### [FRAGMENTO SELECCIONADO]
☆ ☆ ☆ ☆ ☆
A falta de camillas, un cuerpo yace sobre el otro. Los dos en el tanatorio, drenados y bien vestidos, que por casualidades de la muerte esperan juntos la sepultura. De ser en vida, la escena transmitiría la felicidad de un abuelo disfrutando de su nieto y contándole maravillosos cuentos. El hombre, que originalmente ocupaba la camilla, vivió durante sesenta años mientras que el nuevo inquilino, que solo le llega a la rodilla y posa sobre su regazo, tan solo cuatro.
Ambos se suman al registro de servicios que realizan los sepultureros, día a día, en el área metropolitana de Bucaramanga; entre exhumaciones, inhumaciones, cremaciones y labores de mantenimiento transcurren largas y extenuantes jornadas. Una labor que acompaña a la humanidad desde sus inicios por su propia naturaleza: nacer, crecer, reproducirse y morir.
Las prácticas de este oficio se han transformado al transcurrir los años. Hace décadas a los cadáveres se les insertaba en el estómago aserrín —como método de absorción de los fluidos— para evitar la descomposición, se les aplicaba formol y, adicional, se les colocaba algodón en la cavidad anal para que el líquido restante de los intestinos no saliera. En la actualidad, el proceso dura cuarenta minutos y a la persona que muere de manera natural se le realiza una incisión en el cuello y otra en el estómago para extraer fluidos, además, se lesinyecta un líquido que permite mantener en buen estado el cuerpo. Por último, se sutura y se les pone un pañal por respeto a su integridad.
☆ ☆ ☆ ☆ ☆
Entradas de datos:

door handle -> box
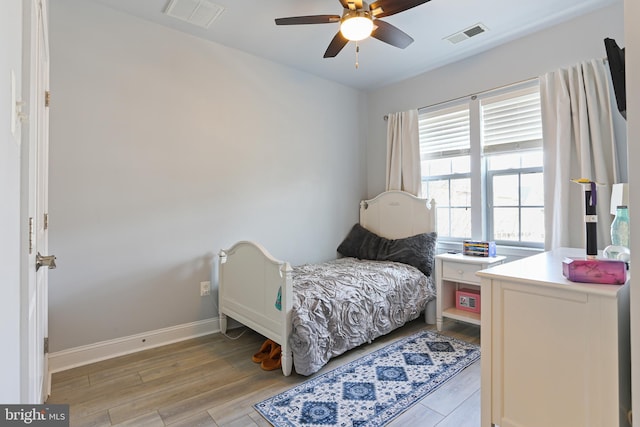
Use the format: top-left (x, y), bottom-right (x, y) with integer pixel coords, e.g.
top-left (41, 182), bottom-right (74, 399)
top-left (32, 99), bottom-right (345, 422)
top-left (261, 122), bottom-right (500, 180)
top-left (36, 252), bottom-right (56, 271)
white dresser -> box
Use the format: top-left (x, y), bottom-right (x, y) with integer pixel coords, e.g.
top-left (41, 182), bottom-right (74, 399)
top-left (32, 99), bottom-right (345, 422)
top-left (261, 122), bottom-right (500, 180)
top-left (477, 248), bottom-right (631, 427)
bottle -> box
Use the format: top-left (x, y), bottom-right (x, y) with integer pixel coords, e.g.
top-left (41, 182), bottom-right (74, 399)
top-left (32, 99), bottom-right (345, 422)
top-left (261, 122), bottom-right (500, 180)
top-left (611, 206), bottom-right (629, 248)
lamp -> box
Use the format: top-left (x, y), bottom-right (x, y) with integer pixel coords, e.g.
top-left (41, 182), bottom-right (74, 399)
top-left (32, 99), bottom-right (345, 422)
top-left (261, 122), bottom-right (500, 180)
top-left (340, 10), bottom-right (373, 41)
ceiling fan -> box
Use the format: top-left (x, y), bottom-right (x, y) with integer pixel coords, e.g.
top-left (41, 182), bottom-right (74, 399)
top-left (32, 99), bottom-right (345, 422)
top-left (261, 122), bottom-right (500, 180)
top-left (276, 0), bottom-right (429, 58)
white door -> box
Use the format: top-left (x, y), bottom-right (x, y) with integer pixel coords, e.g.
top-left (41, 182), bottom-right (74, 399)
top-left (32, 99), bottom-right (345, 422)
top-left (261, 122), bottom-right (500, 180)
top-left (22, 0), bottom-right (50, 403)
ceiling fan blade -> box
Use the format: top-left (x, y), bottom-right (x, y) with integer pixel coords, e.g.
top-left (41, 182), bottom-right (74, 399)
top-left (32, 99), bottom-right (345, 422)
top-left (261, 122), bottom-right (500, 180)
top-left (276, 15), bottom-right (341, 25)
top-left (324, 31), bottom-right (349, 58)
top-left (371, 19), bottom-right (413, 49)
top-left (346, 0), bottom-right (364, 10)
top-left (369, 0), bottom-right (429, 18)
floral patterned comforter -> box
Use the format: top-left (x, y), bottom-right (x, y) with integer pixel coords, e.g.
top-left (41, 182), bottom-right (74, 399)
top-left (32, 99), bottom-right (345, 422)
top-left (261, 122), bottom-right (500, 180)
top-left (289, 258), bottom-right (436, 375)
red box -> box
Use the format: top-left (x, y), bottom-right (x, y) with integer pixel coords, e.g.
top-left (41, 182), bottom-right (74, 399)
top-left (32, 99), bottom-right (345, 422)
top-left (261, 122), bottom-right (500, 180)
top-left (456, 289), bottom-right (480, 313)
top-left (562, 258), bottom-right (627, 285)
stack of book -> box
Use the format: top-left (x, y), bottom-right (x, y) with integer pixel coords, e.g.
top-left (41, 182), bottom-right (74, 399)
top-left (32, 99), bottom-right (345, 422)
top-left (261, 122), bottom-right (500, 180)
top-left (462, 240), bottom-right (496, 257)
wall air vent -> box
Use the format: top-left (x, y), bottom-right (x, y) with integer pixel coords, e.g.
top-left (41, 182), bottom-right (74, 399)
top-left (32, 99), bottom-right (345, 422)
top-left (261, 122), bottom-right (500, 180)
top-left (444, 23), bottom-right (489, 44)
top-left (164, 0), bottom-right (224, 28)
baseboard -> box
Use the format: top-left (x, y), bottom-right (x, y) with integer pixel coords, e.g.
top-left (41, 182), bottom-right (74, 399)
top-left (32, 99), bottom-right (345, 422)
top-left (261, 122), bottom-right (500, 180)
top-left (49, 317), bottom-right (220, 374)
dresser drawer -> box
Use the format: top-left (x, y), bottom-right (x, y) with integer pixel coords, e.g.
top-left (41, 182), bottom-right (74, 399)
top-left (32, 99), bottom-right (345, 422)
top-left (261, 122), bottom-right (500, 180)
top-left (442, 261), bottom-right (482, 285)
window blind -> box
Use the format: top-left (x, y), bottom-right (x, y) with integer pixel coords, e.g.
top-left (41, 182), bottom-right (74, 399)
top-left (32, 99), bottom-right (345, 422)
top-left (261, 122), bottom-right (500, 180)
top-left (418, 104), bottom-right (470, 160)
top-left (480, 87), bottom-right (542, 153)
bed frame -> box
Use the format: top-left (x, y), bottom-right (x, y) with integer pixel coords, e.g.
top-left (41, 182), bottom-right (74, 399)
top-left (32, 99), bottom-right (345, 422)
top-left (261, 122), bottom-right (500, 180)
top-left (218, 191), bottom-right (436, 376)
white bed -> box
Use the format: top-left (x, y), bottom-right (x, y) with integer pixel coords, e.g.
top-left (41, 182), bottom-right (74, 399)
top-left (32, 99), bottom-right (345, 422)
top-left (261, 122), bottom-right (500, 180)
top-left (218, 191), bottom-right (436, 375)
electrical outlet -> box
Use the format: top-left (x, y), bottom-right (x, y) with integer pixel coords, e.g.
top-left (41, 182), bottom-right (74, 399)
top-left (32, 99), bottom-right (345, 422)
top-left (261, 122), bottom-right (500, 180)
☆ ☆ ☆ ☆ ☆
### [TAREA ASIGNADA A]
Indica si cada afirmación concuerda con el texto sobre los sepultureros de Bucaramanga. Responde sí o no y cita textualmente las palabras que lo deciden: (i) el hombre que ocupaba originalmente la camilla vivió sesenta años; (ii) hoy en día el proceso dura una hora; (iii) hace décadas se introducía aserrín en el estómago de los cadáveres.
### [TAREA ASIGNADA B]
Prolonga el texto sobre los sepultureros de Bucaramanga a partir de su última oración.

### [RESPUESTA A]
(i) Sí: «vivió durante sesenta años».
(ii) No: «el proceso dura cuarenta minutos».
(iii) Sí: «a los cadáveres se les insertaba en el estómago aserrín».

### [RESPUESTA B]
Relacionarse de cerca con la muerte no es una decisión que suele tomarse por gusto, como es el caso de Josué* que se convirtió en sepulturero por necesidad. “Hay un momento en el que se tienen dos opciones: o se trabaja en esto o se queda en la casa aguantando hambre y pasando necesidades”, afirma. Aunque también confiesa que después de 3 años le gusta su trabajo, pues, además de sostener a su familia, le ha dado lecciones para la vida como lo es no preocuparse por banalidades. “Como bien dice el refrán: ‘Yo no he visto el primer entierro con trasteo’; usted lo único que se lleva es una muda de ropa y ni siquiera la elige”, agrega.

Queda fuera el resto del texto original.